• **TASK DESCRIPTION**: Repeat all entries word for word; skip images.

• **DATA SHOWN**:
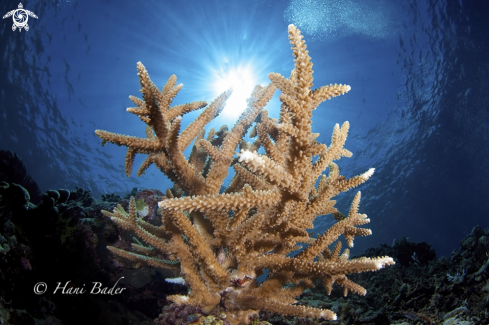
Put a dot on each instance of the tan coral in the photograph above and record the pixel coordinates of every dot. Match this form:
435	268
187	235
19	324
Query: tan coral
223	240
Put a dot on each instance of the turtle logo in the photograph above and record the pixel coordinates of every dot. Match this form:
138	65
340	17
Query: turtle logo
20	17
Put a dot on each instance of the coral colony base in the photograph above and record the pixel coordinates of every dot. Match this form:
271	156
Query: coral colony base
221	241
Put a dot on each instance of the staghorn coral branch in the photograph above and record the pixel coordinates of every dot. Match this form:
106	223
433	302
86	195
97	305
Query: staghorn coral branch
223	238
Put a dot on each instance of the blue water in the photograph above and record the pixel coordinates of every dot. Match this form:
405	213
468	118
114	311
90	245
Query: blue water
418	107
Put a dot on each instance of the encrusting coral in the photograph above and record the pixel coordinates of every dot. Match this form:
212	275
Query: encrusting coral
221	241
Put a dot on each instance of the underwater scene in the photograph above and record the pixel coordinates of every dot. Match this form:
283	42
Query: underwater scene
229	162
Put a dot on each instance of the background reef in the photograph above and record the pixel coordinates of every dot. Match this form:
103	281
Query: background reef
64	238
418	109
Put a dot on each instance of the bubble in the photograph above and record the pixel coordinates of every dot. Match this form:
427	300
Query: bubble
340	18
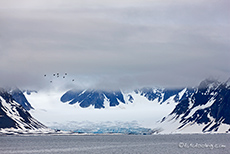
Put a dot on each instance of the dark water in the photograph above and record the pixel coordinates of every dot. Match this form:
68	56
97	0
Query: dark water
116	144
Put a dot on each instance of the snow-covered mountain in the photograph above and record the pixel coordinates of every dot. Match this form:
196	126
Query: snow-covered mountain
14	118
201	109
204	108
19	97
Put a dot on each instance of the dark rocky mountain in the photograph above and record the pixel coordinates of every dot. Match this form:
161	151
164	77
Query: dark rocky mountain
207	105
14	116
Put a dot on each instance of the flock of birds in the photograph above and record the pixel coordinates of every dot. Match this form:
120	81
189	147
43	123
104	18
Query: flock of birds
57	75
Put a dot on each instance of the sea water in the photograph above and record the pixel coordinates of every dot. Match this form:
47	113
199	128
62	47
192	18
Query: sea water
117	144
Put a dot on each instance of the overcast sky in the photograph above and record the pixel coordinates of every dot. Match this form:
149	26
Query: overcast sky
123	43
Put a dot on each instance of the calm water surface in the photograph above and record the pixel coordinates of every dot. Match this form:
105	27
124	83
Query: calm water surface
116	144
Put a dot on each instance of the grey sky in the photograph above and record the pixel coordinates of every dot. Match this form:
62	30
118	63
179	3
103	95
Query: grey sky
115	43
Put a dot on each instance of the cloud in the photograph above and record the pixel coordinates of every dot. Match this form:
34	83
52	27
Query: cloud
114	44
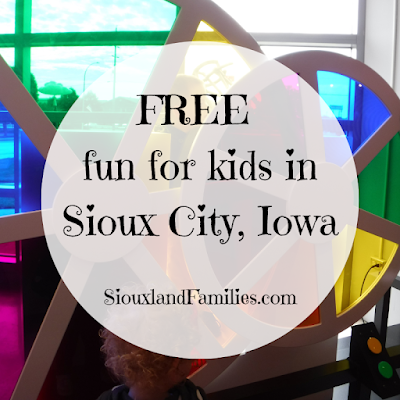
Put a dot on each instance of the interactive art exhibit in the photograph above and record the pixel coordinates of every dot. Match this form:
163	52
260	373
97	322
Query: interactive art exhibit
199	200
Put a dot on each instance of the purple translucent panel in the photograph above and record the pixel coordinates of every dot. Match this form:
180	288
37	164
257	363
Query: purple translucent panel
21	168
359	111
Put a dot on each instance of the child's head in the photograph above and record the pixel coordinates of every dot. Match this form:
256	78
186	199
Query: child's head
141	368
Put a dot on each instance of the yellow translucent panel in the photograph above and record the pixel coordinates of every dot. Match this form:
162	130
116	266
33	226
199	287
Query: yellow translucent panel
367	262
206	33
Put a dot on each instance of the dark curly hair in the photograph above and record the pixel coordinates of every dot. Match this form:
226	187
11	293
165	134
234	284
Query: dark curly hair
132	364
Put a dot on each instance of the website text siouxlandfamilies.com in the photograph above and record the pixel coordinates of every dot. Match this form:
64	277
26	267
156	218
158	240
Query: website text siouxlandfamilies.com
192	296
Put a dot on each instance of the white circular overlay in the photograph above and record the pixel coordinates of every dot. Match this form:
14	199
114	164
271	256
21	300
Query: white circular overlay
202	205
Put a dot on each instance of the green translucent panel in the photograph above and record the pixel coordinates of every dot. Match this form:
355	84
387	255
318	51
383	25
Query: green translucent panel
379	183
102	15
7	16
78	67
8	55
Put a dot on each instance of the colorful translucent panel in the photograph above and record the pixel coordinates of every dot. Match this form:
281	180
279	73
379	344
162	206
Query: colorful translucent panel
306	16
360	272
8	55
206	33
78	67
7	16
379	183
11	314
21	167
359	111
101	15
10	155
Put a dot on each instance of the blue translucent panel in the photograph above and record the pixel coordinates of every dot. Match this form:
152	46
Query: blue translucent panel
21	168
359	111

• **SOLUTION FOR THIS TASK**:
Put a dot on each instance of the tan coral in the photograph above and record the pixel coordinates of every dot. Match this form:
435	268
187	235
19	324
Query: tan coral
223	240
Put a dot on each instance of the turtle logo in the photograph above and record the pixel coordinates of every dot. Match this form:
138	65
340	17
Query: turtle logo
20	17
Put a dot on each instance of the coral colony base in the photograph above and record the pixel coordinates of every dot. Match this form:
271	156
Query: coral colony base
221	241
Put a dot on each instance of the staghorn coral branch in the photograph above and record the pixel coordinates of every dot. Match this form:
106	223
433	302
86	195
97	305
Query: staghorn coral branch
223	238
Put a dot on each instance of the blue water in the photograph above and record the pixel coordinates of every dot. Match this form:
405	213
468	118
114	311
90	245
Query: blue water
418	107
Put a dot on each instance of the encrusting coral in the photograph above and record the pixel coordinates of every dot. Match this form:
212	275
Query: encrusting coral
221	241
Put a dot on each instance of the underwater scene in the photograph above and record the pixel coordinates of every dot. Match this form:
283	42
Query: underwater scene
229	162
Put a dot on each instance of the background reef in the photograph above and record the pixel coordinates of every dot. Match this form:
103	281
Query: background reef
64	238
418	109
Put a dot on each instance of the bubble in the photograph above and record the pixel coordinates of every dot. Match this form:
427	300
Query: bubble
340	18
Put a dot on each instance of the dark water in the photograph above and record the pixel coordinates of every dot. Match this form:
68	56
97	0
Query: dark water
116	144
Put a dot on each instance of the snow-covered mountain in the photograph above and record the pixel coordinates of every dot. Match this form:
196	126
Query: snow-covered mountain
14	118
201	109
204	108
19	97
Put a dot on each instance of the dark rocky mountain in the photograph above and record the pixel coordinates of every dot. Match this form:
161	151
164	77
Query: dark rocky mountain
207	105
14	116
Put a dot on each instance of the flock of birds in the photograph above and record the pixel coordinates of every dot. Match this form:
120	81
189	147
43	123
104	18
Query: flock of birds
57	75
Put a dot on each instance of the sea water in the photograph above and record the pixel coordinates of every dot. Match this form:
47	113
199	128
62	47
192	18
Query: sea water
117	144
Put a dot on each instance of the overcast sky in the photograph above and record the pixel coordinates of every dot. Match this form:
149	26
Query: overcast sky
123	43
Put a dot on each instance of the calm water surface in the photograph above and record the pixel coordinates of every dot. Match this form:
105	27
124	83
Query: calm water surface
116	144
Put a dot on each instance of the grey sky in the photograph above and record the pixel coordinates of every dot. Match this form:
62	30
118	63
179	3
103	95
Query: grey sky
115	43
Put a dot on each instance of the cloud in the photograph above and record the pixel coordinates of every dot. Match this form:
34	83
52	27
Query: cloud
114	44
Put a dot on each instance of the interactive art exhibit in the photograph above and record the pixel coordinates of every dot. Match this form:
163	52
260	373
97	322
Query: interactive art exhibit
199	200
Put a dot on each instance of the purple translucent panel in the photograph above and record the pixel coordinates of every dot. Match this form:
180	288
37	164
257	363
Query: purple translucent panel
21	168
359	111
Put a dot on each instance of the child's head in the photograph above and record the pixel coordinates of every dot. Match this form:
256	78
186	199
Query: child's head
141	368
Put a dot on each instance of the yellow translucent panel in the photograph above and record the pixel coordinates of every dot. Match this form:
162	130
116	266
33	226
199	287
Query: yellow translucent panel
367	262
206	33
Put a dot on each instance of the dark curly hair in the photograph above and record the pixel coordinates of every dot. Match this form:
226	187
11	293
165	134
234	284
Query: dark curly hair
132	364
Put a dot on each instance of the website text siouxlandfamilies.com in the photograph above and record the pixel coordinates of every dot. Match this form:
64	277
26	267
156	218
158	240
Query: website text siouxlandfamilies.com
192	296
Put a dot on each instance of the white circular overlay in the photograph above and record the pixel coordinates of every dot. Match this form:
14	199
114	164
271	256
21	300
Query: white circular overlay
202	205
Put a dot on each instance of the green translucent panel in the photograph above and record the pixel coordinates of every dot. Match this form:
355	84
387	255
318	51
383	25
Query: green translucent panel
379	183
102	15
7	16
78	67
8	55
Put a dot on each instance of the colorful translucent panel in the photograph above and record the pixel coordinates of every dot. Match this form:
281	180
279	73
379	344
162	206
Query: colorful translucent panel
306	16
360	272
8	55
206	33
78	67
7	16
379	183
11	314
21	167
359	111
101	15
10	155
Put a dot on each instance of the blue translucent panel in the photograph above and record the pixel coordinates of every dot. Match this form:
152	46
Query: blue translucent panel
21	168
359	111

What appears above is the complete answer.